Entries on locating named things
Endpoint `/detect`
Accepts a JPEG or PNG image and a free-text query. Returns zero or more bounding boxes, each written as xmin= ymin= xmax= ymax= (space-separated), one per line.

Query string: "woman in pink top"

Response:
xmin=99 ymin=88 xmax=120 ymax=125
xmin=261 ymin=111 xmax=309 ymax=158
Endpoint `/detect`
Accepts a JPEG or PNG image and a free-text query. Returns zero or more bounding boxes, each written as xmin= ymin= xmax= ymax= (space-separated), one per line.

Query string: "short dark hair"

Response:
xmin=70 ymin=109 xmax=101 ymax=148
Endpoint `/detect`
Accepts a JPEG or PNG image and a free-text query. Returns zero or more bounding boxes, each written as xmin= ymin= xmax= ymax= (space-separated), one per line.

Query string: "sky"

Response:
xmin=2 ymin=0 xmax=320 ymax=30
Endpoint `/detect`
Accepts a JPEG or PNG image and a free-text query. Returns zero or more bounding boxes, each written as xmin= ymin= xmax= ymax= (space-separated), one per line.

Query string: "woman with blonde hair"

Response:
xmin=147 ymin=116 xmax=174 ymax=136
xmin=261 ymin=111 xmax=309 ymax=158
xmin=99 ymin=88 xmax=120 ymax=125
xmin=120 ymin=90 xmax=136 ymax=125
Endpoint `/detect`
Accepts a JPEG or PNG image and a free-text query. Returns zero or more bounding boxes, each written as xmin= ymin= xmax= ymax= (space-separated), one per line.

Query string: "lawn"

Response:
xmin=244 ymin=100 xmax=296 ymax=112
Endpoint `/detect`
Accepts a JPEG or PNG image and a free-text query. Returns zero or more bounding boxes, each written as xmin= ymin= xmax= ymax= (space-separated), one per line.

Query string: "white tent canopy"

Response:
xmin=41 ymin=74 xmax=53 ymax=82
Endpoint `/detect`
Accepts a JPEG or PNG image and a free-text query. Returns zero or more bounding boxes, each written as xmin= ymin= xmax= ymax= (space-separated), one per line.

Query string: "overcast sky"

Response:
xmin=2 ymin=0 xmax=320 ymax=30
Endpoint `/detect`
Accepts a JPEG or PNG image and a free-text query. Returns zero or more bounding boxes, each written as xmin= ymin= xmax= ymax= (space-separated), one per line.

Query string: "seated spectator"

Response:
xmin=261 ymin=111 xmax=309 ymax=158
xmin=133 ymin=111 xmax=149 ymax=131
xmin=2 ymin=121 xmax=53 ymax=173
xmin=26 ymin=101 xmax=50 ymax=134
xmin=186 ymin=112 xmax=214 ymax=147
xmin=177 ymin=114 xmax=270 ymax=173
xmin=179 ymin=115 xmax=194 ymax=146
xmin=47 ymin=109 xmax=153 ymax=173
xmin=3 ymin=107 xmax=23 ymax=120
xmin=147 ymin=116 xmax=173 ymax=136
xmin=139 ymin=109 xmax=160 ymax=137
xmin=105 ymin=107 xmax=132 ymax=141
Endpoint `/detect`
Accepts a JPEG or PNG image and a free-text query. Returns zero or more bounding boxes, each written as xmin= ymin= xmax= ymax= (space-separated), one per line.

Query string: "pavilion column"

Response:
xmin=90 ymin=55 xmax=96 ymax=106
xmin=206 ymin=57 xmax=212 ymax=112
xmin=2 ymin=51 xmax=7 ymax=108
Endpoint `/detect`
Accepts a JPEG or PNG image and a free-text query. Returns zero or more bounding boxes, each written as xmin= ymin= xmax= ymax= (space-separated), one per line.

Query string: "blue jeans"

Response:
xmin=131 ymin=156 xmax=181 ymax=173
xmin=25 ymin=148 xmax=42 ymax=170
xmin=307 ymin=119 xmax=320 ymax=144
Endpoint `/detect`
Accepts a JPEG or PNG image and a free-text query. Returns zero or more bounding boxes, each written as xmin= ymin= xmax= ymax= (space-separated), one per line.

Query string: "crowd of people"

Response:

• _Short problem_
Collect every line of the data above that contains the string "hair", matching case exactly.

• _Finished answer_
Query string: "short dark hair"
Query string: "woman with blonde hair"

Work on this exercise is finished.